EXERCISE TEXT:
——
As part of my continuing meme that people don’t get the importance of economic growth because we don’t tell people often enough how recently life was lousier, I bring you this chart from Mark Perry at Carpe Diem (he has links to the data there too):
What do you like to do: eat at home, or eat out at a restaurant/bar? I think that’s a no-brainer. So, what we’re showing here is a dramatic improvement in well-being, on a small and unimportant data set, albeit one that’s familiar to all of us on a weekly basis.
There are those that say that the standard of living has not improved in the U.S. over the last two generations (or the single one shown here). Charts like this are easy to come by, and they shout out that those people are simply lying, or repeating the lies of others.
Now, this chart says nothing about the distribution of spending. I’ll discuss that below.
A few notes first:
- One might complain that this chart isn’t adjusted for inflation. That won’t matter since we’d normally adjust both series by the same price index. Inflation by the CPI was about 70% over this period. Spending at grocery stores was up by 80%, which means real grocery spending was up. But spending at restaurants and bars was up by just shy of 200%. That’s a lot of real (fun) discretionary spending.
- You could also argue that this should be adjusted for population growth. Except that was up by 25% over this period. That actually implies that real per capita spending at grocery stores actually declined by about 15%. We can probably thank Walmart for doing that single-handedly: Walmart only had 6 stores selling groceries at the time this data set starts; now they have 1,980. But for restaurants and bars, combining inflation and population growth says that spending should not quite double, and it almost tripled.
- Yes, I probably should have gotten the raw data, taken natural logs, and posted a corrected version. Actually, I did all that (of course, you knew I would, right?). But it didn’t show anything very different, so I figured I wouldn’t steal Mark Perry’s thunder by changing his chart.
- One might argue that the average ticket has gone up at restaurants and bars over this period. I do not have that data handy, but I’m pretty sure our hospitality faculty can provide data showing that the real price of most hospitality services has actually declined over this period.
——
Photo-based referring expression data:
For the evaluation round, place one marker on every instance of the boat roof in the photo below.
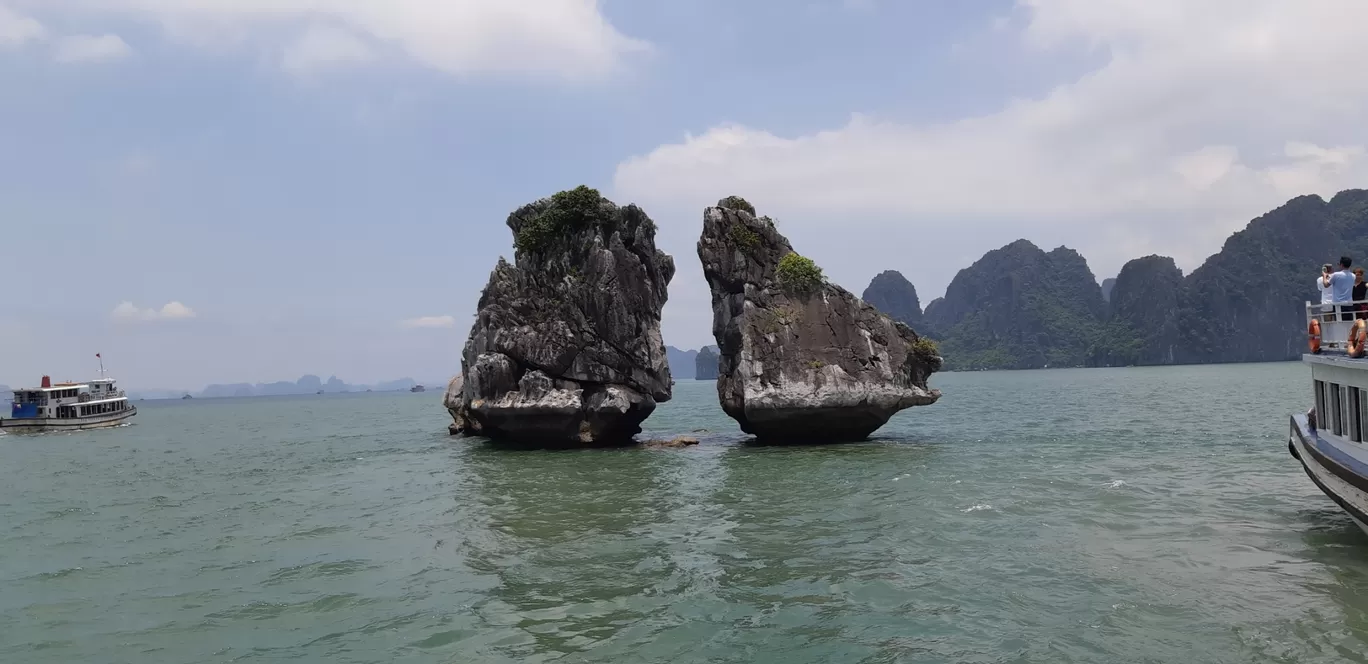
(66, 386)
(1335, 359)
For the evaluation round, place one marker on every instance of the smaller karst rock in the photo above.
(567, 344)
(683, 441)
(802, 360)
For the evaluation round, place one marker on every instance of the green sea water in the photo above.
(1142, 515)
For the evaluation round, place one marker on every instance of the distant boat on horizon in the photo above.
(69, 405)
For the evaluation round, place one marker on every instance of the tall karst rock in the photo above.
(567, 344)
(802, 360)
(1245, 303)
(893, 295)
(1142, 318)
(1019, 307)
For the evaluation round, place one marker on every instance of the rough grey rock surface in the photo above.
(705, 366)
(567, 344)
(817, 367)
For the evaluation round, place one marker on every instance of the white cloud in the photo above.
(170, 311)
(564, 39)
(428, 322)
(86, 48)
(17, 29)
(1201, 117)
(324, 47)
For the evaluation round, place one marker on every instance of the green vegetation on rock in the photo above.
(565, 212)
(925, 349)
(798, 274)
(746, 238)
(1018, 307)
(736, 203)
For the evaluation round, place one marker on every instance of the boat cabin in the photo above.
(69, 400)
(1338, 362)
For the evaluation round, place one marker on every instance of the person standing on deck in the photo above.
(1326, 295)
(1360, 293)
(1342, 289)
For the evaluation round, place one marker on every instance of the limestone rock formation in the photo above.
(1142, 323)
(705, 366)
(681, 363)
(567, 344)
(802, 360)
(1019, 307)
(893, 295)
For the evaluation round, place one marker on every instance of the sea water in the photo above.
(1140, 515)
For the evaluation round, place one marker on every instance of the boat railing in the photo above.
(86, 396)
(1335, 322)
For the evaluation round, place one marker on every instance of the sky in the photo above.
(249, 190)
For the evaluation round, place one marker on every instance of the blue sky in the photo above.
(223, 190)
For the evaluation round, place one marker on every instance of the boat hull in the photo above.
(67, 423)
(1337, 475)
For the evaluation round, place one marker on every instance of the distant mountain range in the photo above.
(1021, 307)
(684, 364)
(305, 385)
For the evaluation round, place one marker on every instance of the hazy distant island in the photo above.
(1022, 307)
(692, 364)
(305, 385)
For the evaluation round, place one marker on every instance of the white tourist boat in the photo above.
(63, 407)
(1331, 440)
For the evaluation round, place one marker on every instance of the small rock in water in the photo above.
(683, 441)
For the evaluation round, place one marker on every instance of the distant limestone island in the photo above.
(305, 385)
(692, 364)
(1021, 307)
(567, 344)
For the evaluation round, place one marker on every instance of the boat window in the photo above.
(1353, 415)
(1337, 414)
(1320, 404)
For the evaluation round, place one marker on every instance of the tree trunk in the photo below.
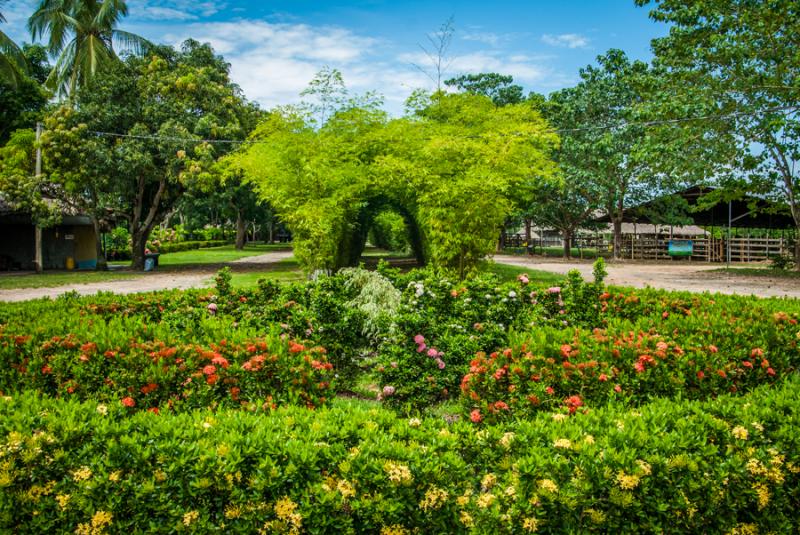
(567, 244)
(139, 240)
(241, 230)
(617, 221)
(102, 264)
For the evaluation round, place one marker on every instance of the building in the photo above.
(73, 237)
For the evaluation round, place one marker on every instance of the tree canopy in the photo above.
(449, 169)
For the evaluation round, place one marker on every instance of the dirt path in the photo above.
(197, 277)
(693, 277)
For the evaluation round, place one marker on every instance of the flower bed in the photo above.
(155, 375)
(724, 466)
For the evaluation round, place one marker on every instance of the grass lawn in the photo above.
(61, 278)
(211, 255)
(509, 273)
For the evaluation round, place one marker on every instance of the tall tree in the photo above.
(600, 135)
(742, 56)
(23, 104)
(81, 34)
(500, 88)
(134, 160)
(12, 60)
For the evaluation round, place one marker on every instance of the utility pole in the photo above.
(38, 229)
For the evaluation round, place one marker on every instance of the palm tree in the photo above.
(12, 60)
(81, 34)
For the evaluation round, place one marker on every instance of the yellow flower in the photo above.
(434, 499)
(548, 485)
(284, 508)
(398, 472)
(644, 467)
(485, 500)
(395, 529)
(597, 517)
(346, 488)
(82, 474)
(530, 525)
(562, 443)
(507, 439)
(627, 481)
(190, 517)
(739, 432)
(762, 491)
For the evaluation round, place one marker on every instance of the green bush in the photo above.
(726, 466)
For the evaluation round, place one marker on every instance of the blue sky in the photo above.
(275, 47)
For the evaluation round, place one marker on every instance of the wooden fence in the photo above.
(649, 247)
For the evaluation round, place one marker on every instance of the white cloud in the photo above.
(568, 40)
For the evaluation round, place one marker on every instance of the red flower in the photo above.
(501, 405)
(220, 361)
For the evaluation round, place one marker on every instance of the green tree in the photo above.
(449, 170)
(12, 60)
(81, 34)
(742, 57)
(23, 104)
(500, 88)
(600, 135)
(134, 160)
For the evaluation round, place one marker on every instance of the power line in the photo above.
(733, 115)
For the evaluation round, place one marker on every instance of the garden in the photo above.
(389, 402)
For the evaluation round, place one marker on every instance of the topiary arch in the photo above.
(451, 170)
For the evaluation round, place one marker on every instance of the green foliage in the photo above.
(450, 171)
(723, 466)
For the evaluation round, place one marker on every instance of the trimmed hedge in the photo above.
(727, 466)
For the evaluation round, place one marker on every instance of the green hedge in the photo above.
(175, 247)
(727, 466)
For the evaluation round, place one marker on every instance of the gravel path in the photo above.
(678, 275)
(198, 277)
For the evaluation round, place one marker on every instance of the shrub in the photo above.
(727, 466)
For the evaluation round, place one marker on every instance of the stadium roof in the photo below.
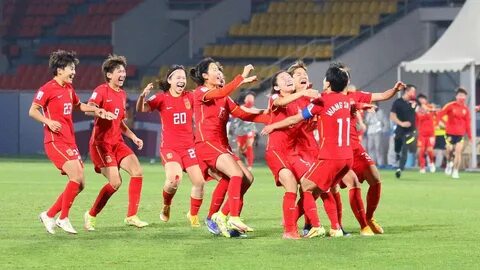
(458, 47)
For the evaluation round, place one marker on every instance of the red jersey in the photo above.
(334, 126)
(282, 139)
(176, 115)
(57, 103)
(425, 123)
(211, 116)
(458, 122)
(108, 131)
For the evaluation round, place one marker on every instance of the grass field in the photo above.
(430, 221)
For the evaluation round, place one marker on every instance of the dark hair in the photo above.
(111, 63)
(337, 76)
(199, 69)
(461, 90)
(60, 59)
(274, 81)
(163, 84)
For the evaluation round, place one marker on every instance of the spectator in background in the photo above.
(376, 123)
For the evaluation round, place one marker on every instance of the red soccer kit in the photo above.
(335, 152)
(57, 103)
(107, 148)
(176, 114)
(280, 150)
(458, 123)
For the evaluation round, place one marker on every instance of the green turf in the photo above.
(430, 221)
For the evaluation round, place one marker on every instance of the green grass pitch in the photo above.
(430, 221)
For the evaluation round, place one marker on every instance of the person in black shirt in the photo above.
(403, 115)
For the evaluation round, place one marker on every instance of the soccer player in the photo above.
(108, 150)
(52, 106)
(212, 107)
(457, 126)
(177, 148)
(424, 117)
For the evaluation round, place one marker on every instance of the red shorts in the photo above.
(277, 160)
(425, 141)
(327, 173)
(186, 157)
(108, 155)
(59, 153)
(209, 152)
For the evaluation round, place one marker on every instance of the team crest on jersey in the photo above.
(187, 104)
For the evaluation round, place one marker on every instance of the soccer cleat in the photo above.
(48, 222)
(291, 235)
(89, 222)
(194, 221)
(221, 220)
(455, 174)
(237, 224)
(398, 173)
(165, 214)
(315, 232)
(65, 225)
(366, 231)
(135, 221)
(376, 228)
(212, 226)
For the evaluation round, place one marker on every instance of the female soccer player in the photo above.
(108, 150)
(52, 106)
(177, 148)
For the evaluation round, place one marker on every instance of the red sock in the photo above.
(56, 207)
(234, 193)
(250, 155)
(105, 193)
(373, 197)
(331, 209)
(167, 198)
(338, 202)
(195, 206)
(218, 196)
(356, 202)
(69, 194)
(290, 224)
(310, 208)
(134, 191)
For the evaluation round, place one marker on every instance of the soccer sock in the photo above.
(56, 207)
(69, 194)
(310, 208)
(105, 193)
(134, 190)
(356, 203)
(195, 206)
(338, 202)
(218, 196)
(331, 209)
(373, 197)
(249, 154)
(288, 212)
(234, 193)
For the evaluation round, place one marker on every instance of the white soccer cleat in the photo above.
(48, 222)
(65, 225)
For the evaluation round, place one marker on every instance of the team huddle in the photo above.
(313, 149)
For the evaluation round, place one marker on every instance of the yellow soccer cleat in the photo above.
(135, 221)
(376, 228)
(165, 214)
(315, 232)
(194, 220)
(366, 231)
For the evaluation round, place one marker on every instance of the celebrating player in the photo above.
(56, 99)
(177, 148)
(108, 150)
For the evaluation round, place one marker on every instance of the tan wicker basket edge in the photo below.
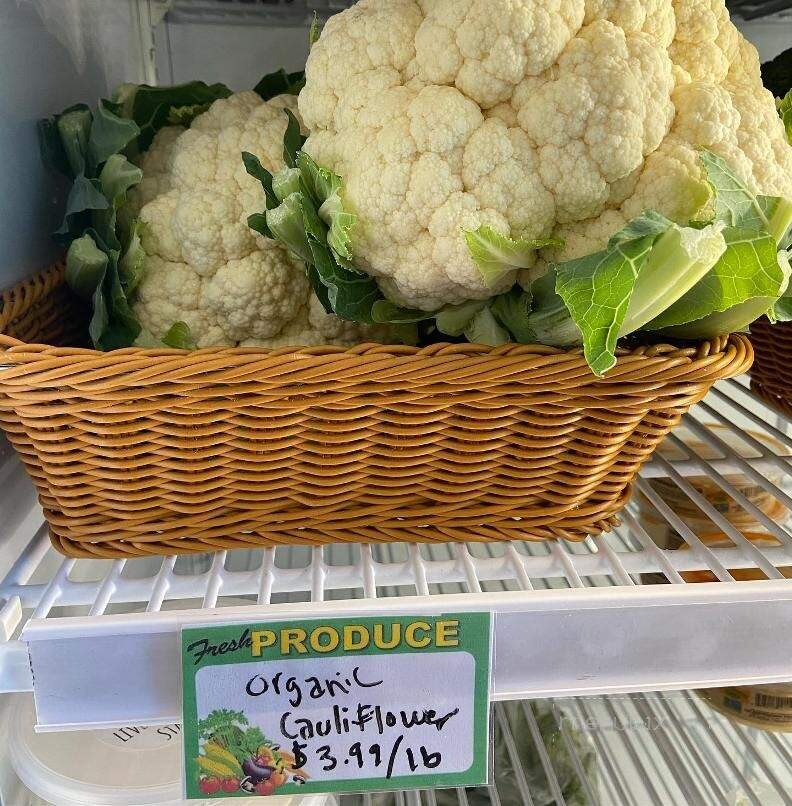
——
TASK REQUIREMENTS: Write what comes next in the post on restaurant and grocery spending, picking up after its last sentence. The data comes from a separate source, unrelated to the post on restaurant and grocery spending.

EXERCISE RESULT:
Now, inequality: I’m not going to say that maybe that hasn’t gotten worse (although I really don’t think so). But let’s take seriously the idea that it has. Most discussions of inequality focus on the top 1%, the top 10% or the top 20%. If all of that spending at restaurants and bars was done by the top 20%, how much would their spending have had to increase? Spending at restaurants and bars tripled, so if one fifth of the population made that happen, their share must have gone up by 15 times. Halve that to account for inflation and population growth, and you’re saying that a generation ago the top fifth went out one day a week and now they go out all seven. That’s ridiculous. But, if you do it for the top 10%, the story becomes that they used to go out one day a week, and now they go out 14 days each week. That’s not even possible. There isn’t much point in even calculating what would need to have happened to the top 1%. One could make the argument that this is all celebrities getting bottle service in Las Vegas and Miami, and that this has gone up a lot over the last generation. But in order to believe that you’d need to think that the rich never spent gobs of money foolishly. Yeah … right. If anything, when most of “the rich” people in the country live in places like, say, St. George, it’s hard to argue that they even have extravagant tastes.
In the end, this simple graph tells a story of sustained economic growth improving the lives (in a minor way) of a very large fraction of the population.